- [WHAT THE TASK ASKS]: Rewrite the entries between the lines holding "In this picture, where can the grey" and "point(541, 419)", inclusive, changing "lamp post" to "light pole" and leaving everything else as it is.

- [STORED ROWS]:
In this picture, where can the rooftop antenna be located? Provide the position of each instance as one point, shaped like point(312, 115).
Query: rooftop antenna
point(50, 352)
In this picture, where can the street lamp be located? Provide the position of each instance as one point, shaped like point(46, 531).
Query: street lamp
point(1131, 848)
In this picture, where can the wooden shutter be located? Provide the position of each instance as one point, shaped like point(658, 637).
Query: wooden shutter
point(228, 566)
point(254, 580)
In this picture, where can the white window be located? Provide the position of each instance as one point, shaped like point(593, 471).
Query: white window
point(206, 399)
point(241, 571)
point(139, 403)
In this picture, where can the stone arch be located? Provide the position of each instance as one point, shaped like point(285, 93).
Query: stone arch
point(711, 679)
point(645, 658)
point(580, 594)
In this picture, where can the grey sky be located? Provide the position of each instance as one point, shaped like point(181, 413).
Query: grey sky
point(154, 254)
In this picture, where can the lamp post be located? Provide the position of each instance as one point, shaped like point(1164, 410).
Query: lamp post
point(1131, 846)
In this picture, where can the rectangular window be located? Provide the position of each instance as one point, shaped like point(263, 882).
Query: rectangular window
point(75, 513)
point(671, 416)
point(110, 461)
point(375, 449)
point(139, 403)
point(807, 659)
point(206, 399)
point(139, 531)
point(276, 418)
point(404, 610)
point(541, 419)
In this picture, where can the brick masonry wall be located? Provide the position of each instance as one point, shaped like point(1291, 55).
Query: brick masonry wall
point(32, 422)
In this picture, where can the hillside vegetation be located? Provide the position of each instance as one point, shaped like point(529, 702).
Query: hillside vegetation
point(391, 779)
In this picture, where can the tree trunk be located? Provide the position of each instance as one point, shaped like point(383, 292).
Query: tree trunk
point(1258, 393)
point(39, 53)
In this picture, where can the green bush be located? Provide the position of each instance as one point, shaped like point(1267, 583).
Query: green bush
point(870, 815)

- [ANSWER TO THE TASK]:
In this picture, where can the grey sky be located? Provide the position of each instance as one point, shaped like point(181, 413).
Query: grey sky
point(154, 254)
In this picture, where can the light pole be located? Provide the position of each instance as one point, shaped like point(1164, 410).
Query: light pole
point(1131, 846)
In this picture, where can the rectangular window be located? Provide the position of each instance as one point, shaped like point(263, 882).
Query: rectangular window
point(75, 513)
point(671, 416)
point(110, 461)
point(375, 449)
point(139, 403)
point(807, 659)
point(206, 399)
point(139, 531)
point(276, 418)
point(404, 610)
point(541, 419)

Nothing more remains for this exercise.